[Start]

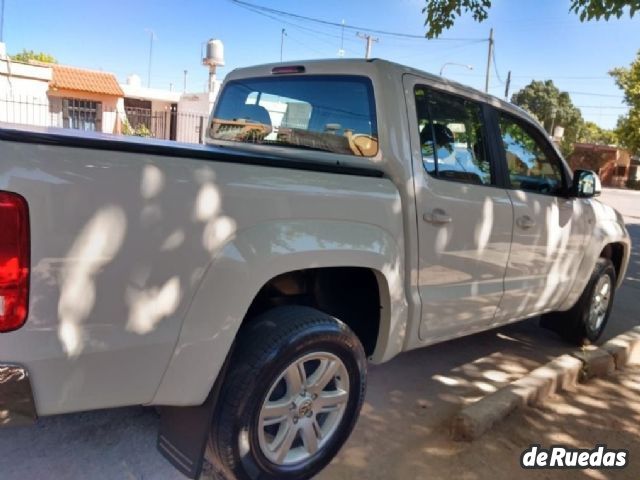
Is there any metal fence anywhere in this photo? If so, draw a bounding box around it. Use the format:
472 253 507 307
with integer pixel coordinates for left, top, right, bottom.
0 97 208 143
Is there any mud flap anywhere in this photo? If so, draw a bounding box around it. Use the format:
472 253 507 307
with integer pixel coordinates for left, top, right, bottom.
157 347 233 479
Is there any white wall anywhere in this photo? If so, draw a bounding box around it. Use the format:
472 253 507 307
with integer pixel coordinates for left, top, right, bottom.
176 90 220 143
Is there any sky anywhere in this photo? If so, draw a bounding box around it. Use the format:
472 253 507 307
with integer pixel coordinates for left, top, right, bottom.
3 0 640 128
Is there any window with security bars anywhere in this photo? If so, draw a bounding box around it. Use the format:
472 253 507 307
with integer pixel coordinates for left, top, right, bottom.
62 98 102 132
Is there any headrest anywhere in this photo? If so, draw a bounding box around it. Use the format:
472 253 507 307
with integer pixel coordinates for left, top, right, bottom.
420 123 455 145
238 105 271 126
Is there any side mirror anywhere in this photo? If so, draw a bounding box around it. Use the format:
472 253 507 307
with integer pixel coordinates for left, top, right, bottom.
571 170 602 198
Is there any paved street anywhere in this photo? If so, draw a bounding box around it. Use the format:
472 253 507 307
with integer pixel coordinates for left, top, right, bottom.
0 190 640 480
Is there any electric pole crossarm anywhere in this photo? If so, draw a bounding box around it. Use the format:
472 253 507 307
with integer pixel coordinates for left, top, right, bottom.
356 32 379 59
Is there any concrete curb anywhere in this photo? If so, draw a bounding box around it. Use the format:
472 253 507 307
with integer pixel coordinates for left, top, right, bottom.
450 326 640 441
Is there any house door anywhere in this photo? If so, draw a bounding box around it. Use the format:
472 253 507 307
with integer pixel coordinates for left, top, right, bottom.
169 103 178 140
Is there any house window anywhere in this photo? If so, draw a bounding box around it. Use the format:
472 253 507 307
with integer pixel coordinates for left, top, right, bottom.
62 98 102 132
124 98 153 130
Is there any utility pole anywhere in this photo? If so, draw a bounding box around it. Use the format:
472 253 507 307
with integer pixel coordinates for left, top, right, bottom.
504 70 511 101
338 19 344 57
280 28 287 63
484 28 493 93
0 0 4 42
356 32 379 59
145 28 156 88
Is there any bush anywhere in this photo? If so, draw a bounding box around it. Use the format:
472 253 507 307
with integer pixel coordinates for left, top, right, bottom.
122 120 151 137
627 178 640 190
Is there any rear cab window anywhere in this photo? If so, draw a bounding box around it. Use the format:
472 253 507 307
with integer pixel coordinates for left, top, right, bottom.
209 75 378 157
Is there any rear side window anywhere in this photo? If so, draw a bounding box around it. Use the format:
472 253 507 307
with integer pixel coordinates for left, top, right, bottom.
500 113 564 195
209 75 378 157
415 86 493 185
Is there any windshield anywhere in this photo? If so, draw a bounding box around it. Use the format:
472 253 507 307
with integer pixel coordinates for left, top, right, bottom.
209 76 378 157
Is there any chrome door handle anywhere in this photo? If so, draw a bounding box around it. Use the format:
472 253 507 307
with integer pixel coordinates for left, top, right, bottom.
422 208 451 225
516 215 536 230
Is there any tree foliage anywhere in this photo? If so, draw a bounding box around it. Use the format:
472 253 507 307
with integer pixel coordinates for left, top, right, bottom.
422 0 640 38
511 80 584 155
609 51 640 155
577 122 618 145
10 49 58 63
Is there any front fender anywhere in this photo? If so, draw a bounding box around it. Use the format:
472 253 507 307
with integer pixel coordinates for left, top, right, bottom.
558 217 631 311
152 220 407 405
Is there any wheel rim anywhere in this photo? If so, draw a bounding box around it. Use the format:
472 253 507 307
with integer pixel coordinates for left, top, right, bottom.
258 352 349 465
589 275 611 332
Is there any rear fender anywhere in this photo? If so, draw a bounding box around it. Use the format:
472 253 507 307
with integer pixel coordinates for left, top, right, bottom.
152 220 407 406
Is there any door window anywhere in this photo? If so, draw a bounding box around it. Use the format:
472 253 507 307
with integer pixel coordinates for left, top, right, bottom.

[End]

Reproduce the rows above verbatim, leaving out the pictures.

Is there any metal fence anywhere in this photo? If so, draw a bounding box around it. Use the format:
472 253 507 307
with integer pixel coordinates for left, top, right, bottom.
0 97 208 143
Is there any mud flap anywhere in this photo? If so, draw a bounding box around it. Use the format:
472 253 507 307
with integer pixel coordinates for left, top, right, bottom.
157 347 233 479
Is there any white wall anywhere in this photo? If so, draw a bounding box around it. Use the format:
472 253 507 307
with integer pixel coordinates for left, top, right, bottom.
176 90 220 143
Is there any sky anywhere in this photo? If so, draw a bounding box around it. Use the format:
472 253 507 307
with integer pixel coordinates for left, top, right, bottom.
3 0 640 128
Is there any window with security bars anywhere in this photo? If so, draw a bounding box around it. Use the format:
472 253 507 307
with integer pixel coordinates for left, top, right, bottom.
62 98 102 132
Is there any headrest anywhere in this photo? If so, draw a bounding box around it. Use the format:
472 253 507 307
with integer pixel coordinates for left, top, right, bottom.
420 123 455 145
238 105 271 126
Is there any side mirror anywhere in this photo? If so, draw a bounding box around it. Use the format:
472 253 507 307
with integer pixel coordinates for left, top, right, bottom.
571 170 602 198
Is there any paved street anywhere in this photo? If so, draw a bounding box around it. Use the format:
472 253 507 307
with integer pixel coordinates for left, top, right, bottom.
0 190 640 480
Is there any electric pole crossarm anywhere in this photo? If so, draw a bounding box around it. Use the format:
472 253 507 307
with integer pixel coordinates for left, top, right, bottom.
356 32 379 59
Is there any concrete curb anywhere in this photo? If so, draw a bounding box around it. Use the format:
472 253 507 307
with integer pixel coordinates for left, top, right, bottom.
450 326 640 441
Is there any house door anywhere in this photo? If so, draw a bounding box around it. Use the format:
472 253 507 307
with integer pixel coordinates for left, top, right, bottom.
169 103 178 140
Is there any house window anywhere in this photo? If so, draw a bounding box around it. Use the format:
472 253 507 307
with integer pixel coordinates for left, top, right, bottom.
62 98 102 132
124 98 153 130
Is there any utility pole anywhere in this photo? If so, draw a bounding box around it. Use the format:
472 253 507 307
with integer pixel coordinates for left, top, right, bottom.
504 70 511 101
338 19 344 57
280 28 287 63
484 28 493 93
0 0 4 42
356 32 379 59
145 28 156 88
Is there any bush anywhere in this photo? If so, draw a bounding box around it. Use the format:
472 253 507 307
with integer pixel coordinates for left, top, right, bottom.
122 120 151 137
627 178 640 190
Is there any rear cab window anywhere in this photo? If so, draw a bounding box around it. Use the format:
472 253 507 307
with integer pixel coordinates for left, top, right, bottom.
209 75 378 157
Is there any rear side window anywhere in this photo? If so, draw a bounding box around it. Use the format:
472 253 507 307
with integer pixel coordinates for left, top, right, bottom.
500 113 564 195
209 75 378 157
415 86 493 185
Is there any windshield anywhere in this photo? If so, draw a bounding box around it. Use the format:
472 253 507 307
with integer pixel coordinates for left, top, right, bottom.
209 76 378 157
Is there any chrome door handle anywhere in this photo? If so, draw a bounding box around it. Use the format:
472 253 507 307
with integer pixel coordinates for left, top, right, bottom.
422 208 451 225
516 215 536 230
Is there any tree foliage anywhere in this photo? If so, draw a bounding box around it. Use the format:
472 253 507 307
with integer pixel coordinates for left, top, right, bottom.
422 0 640 38
511 80 584 155
609 51 640 155
577 122 618 145
10 49 58 63
Is there any front fender anywhere in this photo? If so, draw a bounding box around it. Use the format:
472 253 507 307
with integer pixel coordinates for left, top, right, bottom.
558 217 631 311
152 220 407 405
Is there any wheel rim anywhere in this photo? If so, draw a bounding box around it. Use the format:
472 253 507 307
with integer pixel coordinates for left, top, right, bottom.
258 352 349 465
589 275 611 332
Is there any rear fender anywhere in this photo? If so, draw a bounding box around it. Use the format:
472 253 507 307
with integer pixel coordinates for left, top, right, bottom.
152 220 407 406
Is there any door window anywhere in this photo? If so, draw a bounding box around it. Use the format:
472 253 507 307
with integer pixel coordinates for left, top, right, bottom.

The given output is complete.